### REQUEST A
Say whether each statement agrees with the Might & Magic III excerpt, and quote the words of the excerpt that decide it: (i) Dwarves have more HP than any other race. (ii) Barbarians have the most HP of any class. (iii) Knights stay ahead of Barbarians in combat after level 20.
### REQUEST B
Carry the Might & Magic III excerpt forward from its final line.

### SELECTED EXTRACT
-.-.-

The Let's Play Archive

Might & Magic III: Isles of Terra

by Thuryl

Part 2: Owner of a Lonely Hearth

"Come on, everyone! Get ready! Word in town is that there's another party of adventurers lookin' for fame and fortune around here lately. Can't let them have all the fun, now can we?"

Dwarves have the most HP of any race except for Half-Orcs, and Barbarians have the most HP of any class, so Bob is going to be one hell of a tough nut to crack. Barbarians also end up having the best combat skills of any class, even better than Knights, despite having a limited weapon and armour selection. Knights can be superior early on if you find them good equipment, but by around level 20 Barbarians take the lead and never let it go.

"If they think they want fame and fortune, they're welcome to it. I'm just trying to make a living."

-.-.-

### Location labeling data excerpts
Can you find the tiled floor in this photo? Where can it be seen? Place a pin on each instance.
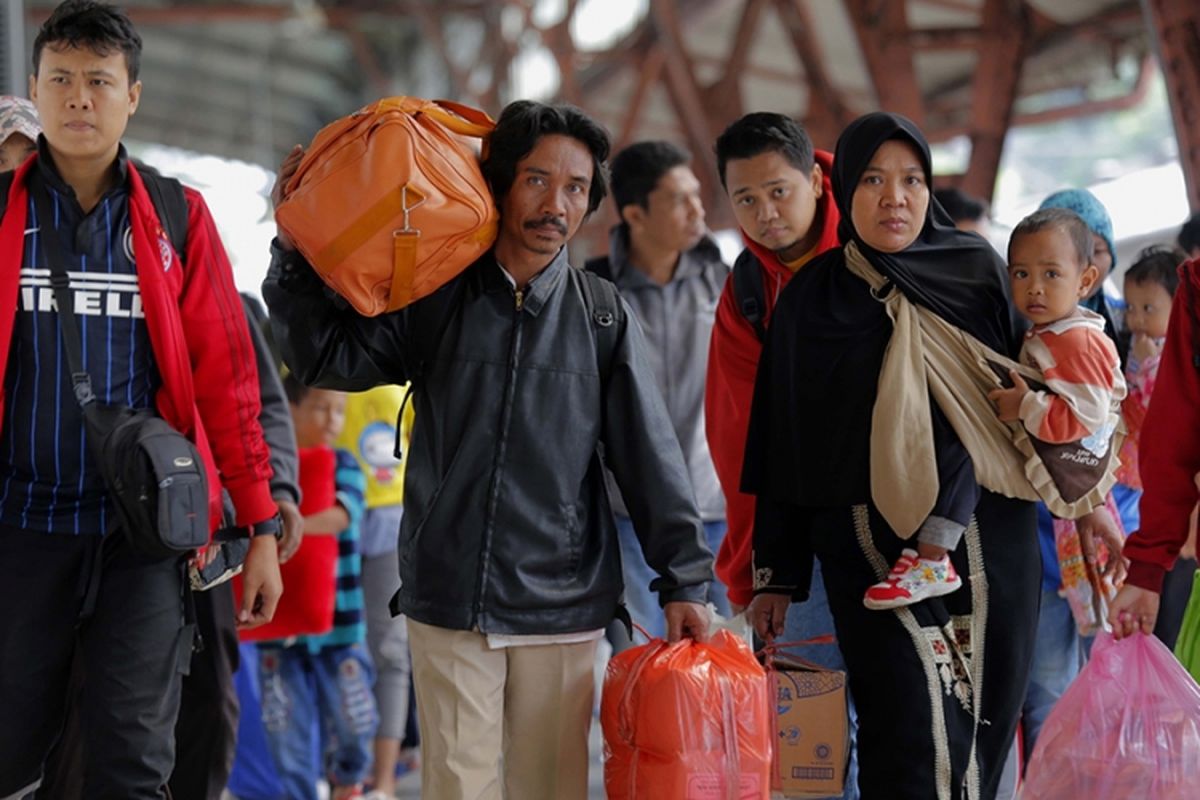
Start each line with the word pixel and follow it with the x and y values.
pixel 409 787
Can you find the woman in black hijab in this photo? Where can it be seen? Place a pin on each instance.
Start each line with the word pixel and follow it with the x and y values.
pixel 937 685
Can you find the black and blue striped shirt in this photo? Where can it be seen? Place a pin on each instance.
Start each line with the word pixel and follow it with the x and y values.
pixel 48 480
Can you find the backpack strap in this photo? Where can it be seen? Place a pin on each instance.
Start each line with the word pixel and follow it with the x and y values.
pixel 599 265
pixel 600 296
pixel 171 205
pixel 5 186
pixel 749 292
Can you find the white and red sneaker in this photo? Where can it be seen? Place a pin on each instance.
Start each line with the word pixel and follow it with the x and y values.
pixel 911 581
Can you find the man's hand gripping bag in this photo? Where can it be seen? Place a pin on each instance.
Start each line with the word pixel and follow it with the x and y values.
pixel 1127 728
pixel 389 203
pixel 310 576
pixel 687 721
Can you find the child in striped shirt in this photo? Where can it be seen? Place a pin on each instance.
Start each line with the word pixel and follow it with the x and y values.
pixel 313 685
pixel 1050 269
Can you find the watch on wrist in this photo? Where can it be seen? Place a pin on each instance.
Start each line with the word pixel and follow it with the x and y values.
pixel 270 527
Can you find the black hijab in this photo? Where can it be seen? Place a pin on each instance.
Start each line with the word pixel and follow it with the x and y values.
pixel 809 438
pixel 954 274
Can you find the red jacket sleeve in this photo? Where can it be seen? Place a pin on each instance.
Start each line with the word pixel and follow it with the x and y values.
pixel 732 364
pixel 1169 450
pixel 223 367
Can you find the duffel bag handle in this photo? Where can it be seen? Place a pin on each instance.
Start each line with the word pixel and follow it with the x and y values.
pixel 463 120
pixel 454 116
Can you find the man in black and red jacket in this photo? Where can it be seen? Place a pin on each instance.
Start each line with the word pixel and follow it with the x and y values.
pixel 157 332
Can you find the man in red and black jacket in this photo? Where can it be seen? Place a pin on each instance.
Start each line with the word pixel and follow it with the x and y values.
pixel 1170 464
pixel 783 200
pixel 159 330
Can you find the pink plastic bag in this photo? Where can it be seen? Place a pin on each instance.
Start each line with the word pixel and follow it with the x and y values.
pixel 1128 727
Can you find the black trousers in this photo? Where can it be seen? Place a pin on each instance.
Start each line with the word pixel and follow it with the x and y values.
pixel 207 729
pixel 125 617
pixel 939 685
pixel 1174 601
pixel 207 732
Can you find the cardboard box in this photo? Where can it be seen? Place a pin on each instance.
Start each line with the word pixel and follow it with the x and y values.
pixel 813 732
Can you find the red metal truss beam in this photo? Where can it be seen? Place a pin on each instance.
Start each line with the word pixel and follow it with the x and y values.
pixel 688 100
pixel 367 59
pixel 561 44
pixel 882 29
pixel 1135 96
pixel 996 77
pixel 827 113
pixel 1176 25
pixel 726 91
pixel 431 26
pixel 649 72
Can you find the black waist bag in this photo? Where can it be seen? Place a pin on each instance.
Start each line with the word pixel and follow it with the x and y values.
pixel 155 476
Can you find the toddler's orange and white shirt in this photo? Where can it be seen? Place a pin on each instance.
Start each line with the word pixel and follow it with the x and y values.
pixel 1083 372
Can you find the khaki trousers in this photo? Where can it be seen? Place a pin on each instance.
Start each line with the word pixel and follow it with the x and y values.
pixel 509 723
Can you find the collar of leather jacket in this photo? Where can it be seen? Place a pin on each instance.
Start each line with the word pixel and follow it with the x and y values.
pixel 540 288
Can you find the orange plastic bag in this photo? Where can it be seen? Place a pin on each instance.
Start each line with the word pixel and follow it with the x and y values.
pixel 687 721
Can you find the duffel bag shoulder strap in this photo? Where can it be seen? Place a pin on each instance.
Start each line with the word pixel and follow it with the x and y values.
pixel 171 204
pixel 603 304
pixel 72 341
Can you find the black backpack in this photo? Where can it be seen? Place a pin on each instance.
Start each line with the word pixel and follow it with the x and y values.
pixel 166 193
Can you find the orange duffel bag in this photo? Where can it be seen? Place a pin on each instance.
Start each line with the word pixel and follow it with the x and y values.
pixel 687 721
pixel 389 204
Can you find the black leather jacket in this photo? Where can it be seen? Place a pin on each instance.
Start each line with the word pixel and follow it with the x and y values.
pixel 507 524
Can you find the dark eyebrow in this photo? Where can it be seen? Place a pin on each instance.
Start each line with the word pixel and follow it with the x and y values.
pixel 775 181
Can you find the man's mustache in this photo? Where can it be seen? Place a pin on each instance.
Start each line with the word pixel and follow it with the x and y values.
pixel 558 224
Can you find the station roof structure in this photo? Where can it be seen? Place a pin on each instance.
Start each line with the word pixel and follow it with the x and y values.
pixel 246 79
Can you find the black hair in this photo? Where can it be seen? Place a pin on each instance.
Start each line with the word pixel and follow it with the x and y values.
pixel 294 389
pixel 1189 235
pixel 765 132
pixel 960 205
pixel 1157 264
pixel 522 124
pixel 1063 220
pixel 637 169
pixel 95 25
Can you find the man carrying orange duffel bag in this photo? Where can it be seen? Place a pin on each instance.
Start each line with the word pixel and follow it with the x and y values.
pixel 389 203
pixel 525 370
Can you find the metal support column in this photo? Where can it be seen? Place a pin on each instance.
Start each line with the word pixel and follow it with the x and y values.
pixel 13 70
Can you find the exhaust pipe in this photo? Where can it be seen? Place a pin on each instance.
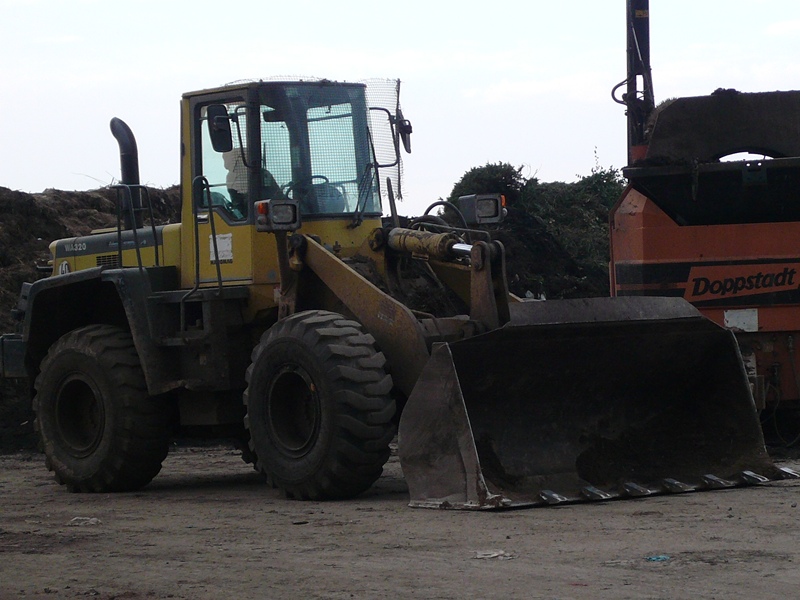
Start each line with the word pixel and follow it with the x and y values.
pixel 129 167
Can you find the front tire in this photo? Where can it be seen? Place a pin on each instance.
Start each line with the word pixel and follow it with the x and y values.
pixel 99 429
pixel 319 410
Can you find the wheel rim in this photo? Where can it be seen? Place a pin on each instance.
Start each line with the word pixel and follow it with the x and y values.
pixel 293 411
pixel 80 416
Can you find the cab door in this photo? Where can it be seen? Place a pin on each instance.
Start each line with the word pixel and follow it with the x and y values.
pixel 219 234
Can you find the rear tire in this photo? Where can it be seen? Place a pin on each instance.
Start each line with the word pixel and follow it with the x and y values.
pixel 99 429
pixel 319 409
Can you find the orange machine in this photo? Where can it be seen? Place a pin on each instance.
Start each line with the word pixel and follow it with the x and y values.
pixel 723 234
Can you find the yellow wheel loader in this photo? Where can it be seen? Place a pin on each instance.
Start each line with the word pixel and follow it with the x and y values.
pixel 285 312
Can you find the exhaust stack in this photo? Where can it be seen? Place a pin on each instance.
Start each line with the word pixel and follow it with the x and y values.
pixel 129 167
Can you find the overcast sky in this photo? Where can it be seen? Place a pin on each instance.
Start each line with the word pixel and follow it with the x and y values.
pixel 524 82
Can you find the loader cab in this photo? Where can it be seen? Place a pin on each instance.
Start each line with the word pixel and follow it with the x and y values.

-.-.-

### WRITTEN RESPONSE A
(i) No: "Dwarves have the most HP of any race except for Half-Orcs"
(ii) Yes: "Barbarians have the most HP of any class"
(iii) No: "by around level 20 Barbarians take the lead and never let it go"

### WRITTEN RESPONSE B
Belvenath is an Elf Ranger. Druids and Rangers only get a +1 SP/level bonus from being elves, compared to the +2 bonus that Sorcerers and Archers get; fortunately, Rangers have enough base HP that the penalty from being an elf isn't a huge problem. Rangers are a Knight/Druid hybrid in the same way that Paladins are a Knight/Cleric hybrid; they can use most weapons and armour, their combat skills are comparable to a Paladin, and they have access to Druid spells. It's worth taking a Ranger along for the handful of situations where Druid-specific spells are important: their versatility means they won't end up being dead weight by the end of the game like Druids often are.

"B... but... what about making the world a better place? Isn't that why... why we all became adventurers?"

Gnomes have the best thievery skills of any race, and Robbers make better thieves than Ninjas, so Martlin here is just about the best thief possible. Robbers also have slightly more HP and a better armour selection than Ninjas, but they're not quite as strong offensively. Finally, Robbers level up faster than any other class, which is a nice bonus early in the game when every single level counts.

"The pipsqueak with the speech impediment makes a good point. There's easier ways to make a living if that's all you care about. Which means there must be something else you're fighting for, right?"
"I'm just doing what I'm good at, that's all. And it's none of your business anyway."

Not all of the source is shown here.